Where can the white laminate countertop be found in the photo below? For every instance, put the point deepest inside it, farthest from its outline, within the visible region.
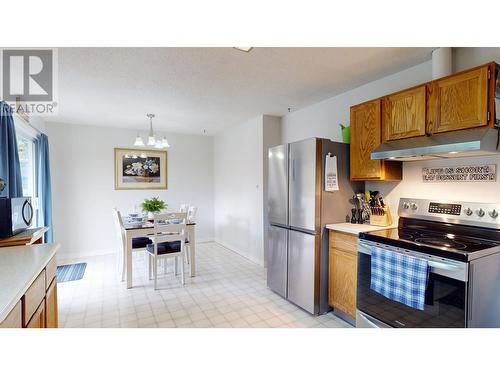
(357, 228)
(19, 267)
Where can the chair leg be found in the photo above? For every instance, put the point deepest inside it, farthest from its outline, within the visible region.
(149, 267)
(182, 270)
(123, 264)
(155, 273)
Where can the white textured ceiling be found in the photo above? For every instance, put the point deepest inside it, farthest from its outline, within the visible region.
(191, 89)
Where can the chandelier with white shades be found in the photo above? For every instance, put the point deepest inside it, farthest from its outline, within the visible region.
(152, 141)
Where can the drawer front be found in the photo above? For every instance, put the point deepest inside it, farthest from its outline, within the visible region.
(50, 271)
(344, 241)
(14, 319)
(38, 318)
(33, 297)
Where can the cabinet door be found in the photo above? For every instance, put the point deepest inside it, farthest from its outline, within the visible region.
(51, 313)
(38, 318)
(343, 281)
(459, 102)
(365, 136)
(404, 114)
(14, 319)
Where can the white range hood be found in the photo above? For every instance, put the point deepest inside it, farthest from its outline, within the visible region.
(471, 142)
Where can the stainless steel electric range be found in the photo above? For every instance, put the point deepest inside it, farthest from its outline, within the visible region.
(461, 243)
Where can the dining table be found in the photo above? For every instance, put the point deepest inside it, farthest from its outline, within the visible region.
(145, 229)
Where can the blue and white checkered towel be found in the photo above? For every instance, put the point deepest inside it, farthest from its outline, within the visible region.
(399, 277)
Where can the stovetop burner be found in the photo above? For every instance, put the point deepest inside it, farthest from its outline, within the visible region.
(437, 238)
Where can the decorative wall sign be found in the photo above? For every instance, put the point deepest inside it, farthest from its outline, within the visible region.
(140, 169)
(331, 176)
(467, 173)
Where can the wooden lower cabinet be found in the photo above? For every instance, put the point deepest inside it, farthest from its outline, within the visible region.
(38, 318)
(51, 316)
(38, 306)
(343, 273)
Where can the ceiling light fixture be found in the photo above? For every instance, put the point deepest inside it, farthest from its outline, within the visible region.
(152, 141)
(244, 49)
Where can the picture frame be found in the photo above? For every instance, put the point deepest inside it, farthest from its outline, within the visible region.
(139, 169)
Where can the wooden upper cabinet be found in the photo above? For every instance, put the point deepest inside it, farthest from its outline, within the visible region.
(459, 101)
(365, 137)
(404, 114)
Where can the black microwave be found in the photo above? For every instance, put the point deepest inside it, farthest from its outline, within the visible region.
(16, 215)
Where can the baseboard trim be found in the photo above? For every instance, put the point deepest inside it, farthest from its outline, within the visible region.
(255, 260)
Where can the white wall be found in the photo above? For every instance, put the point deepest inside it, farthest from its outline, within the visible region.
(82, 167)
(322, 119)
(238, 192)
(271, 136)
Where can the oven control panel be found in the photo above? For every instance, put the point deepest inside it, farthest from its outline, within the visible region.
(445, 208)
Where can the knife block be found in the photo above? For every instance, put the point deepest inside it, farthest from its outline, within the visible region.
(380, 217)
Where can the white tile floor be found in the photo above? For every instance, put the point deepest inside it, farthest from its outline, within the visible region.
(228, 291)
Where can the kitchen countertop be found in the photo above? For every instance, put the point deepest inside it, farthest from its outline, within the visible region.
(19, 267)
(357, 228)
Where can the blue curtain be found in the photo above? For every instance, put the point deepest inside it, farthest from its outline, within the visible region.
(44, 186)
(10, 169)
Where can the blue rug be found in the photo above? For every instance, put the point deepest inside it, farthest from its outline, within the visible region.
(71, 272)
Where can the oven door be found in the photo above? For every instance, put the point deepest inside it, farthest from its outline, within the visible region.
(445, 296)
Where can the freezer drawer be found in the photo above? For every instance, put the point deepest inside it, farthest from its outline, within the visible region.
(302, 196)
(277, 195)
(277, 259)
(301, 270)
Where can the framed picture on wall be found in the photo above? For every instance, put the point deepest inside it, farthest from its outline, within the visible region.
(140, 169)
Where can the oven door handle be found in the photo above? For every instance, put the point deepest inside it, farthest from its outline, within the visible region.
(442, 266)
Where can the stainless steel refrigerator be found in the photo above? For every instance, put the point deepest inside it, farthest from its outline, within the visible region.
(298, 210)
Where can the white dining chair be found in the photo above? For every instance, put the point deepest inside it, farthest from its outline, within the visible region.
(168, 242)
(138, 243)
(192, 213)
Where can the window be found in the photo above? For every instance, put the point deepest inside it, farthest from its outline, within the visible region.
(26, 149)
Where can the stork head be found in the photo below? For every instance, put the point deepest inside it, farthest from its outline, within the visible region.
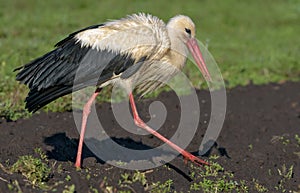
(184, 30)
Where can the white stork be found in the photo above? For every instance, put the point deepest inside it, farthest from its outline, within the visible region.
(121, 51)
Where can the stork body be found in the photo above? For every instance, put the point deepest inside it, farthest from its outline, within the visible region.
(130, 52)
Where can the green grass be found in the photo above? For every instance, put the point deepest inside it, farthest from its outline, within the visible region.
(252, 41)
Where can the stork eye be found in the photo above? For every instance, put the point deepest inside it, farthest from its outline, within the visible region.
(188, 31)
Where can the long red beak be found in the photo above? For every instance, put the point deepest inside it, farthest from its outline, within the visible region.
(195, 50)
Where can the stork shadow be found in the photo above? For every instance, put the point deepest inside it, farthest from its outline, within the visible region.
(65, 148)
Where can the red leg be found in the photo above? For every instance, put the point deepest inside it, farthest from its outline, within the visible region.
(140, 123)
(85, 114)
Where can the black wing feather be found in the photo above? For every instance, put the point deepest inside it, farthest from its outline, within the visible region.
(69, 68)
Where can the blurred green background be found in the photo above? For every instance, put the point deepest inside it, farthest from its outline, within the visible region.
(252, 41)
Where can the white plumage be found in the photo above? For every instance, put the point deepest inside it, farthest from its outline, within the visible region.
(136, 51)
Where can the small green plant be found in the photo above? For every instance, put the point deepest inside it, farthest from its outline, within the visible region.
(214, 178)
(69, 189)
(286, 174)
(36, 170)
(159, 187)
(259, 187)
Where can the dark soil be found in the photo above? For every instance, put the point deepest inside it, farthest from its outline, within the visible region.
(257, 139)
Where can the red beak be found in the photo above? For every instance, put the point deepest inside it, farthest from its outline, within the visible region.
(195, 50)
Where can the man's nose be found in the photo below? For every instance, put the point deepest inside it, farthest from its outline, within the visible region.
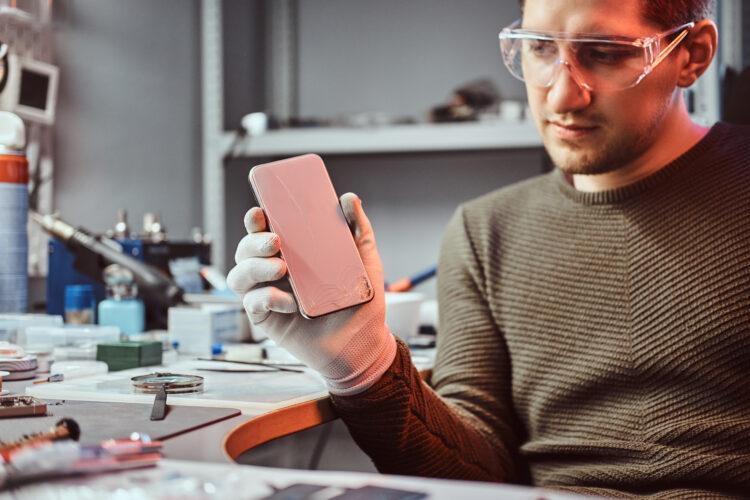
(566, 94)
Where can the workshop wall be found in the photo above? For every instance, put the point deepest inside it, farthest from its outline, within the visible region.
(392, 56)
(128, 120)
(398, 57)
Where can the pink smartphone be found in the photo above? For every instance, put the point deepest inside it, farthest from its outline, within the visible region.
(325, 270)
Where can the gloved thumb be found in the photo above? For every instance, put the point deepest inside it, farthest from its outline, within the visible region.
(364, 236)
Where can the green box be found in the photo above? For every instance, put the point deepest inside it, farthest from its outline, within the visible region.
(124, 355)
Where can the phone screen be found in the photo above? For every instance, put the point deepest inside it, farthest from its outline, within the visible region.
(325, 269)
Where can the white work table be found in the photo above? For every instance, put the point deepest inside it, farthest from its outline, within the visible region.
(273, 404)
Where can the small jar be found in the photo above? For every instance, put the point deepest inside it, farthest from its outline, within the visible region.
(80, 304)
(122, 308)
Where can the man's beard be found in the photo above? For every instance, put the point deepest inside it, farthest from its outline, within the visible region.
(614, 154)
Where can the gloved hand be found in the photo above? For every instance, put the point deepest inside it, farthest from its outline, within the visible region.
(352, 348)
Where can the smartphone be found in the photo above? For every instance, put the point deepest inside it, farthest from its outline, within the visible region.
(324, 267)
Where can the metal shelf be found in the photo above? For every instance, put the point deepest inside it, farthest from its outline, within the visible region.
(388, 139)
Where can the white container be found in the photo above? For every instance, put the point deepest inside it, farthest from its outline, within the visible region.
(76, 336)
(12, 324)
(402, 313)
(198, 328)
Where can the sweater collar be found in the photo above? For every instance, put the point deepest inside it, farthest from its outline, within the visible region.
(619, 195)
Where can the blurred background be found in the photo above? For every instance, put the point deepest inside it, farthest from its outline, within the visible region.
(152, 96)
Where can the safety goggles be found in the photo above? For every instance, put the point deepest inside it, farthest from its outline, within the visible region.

★ ★ ★ ★ ★ ★ ★

Look above for the line that holds "Where can the gloved hand", then copy it and each line after it exactly, through the last line of the data.

Where can the gloved hand be found in the photo above? For every instance, put the point deepest inside it, farthest from its outline, within the visible region.
(352, 348)
Where can the smartphone be found in the photo above? For every instance, put the point deepest inside it, farthest from its outline, within the visible region.
(324, 267)
Where can the metal shelf be found in the photo above? For every instance, put the point deepest inside it, farthest from its outline, within the visible region.
(388, 139)
Where can the white container be found in the photo above? For every instance, put the point deepest inside it, farthest from its outline, within the visible region.
(76, 336)
(12, 324)
(402, 313)
(198, 328)
Where can the sweater collar be found in the photo above? For every instance, put the point deepest inside it, farthest from its outline, within the visible region.
(619, 195)
Where can the blurred background be found in the photo above? For every instance, put the point deepest inside it, farthest from its outline, within the visible region.
(152, 96)
Where can the safety goggles be found in the photo above? For every instance, put the point deepest inside it, farthest from its outline, within the visible region.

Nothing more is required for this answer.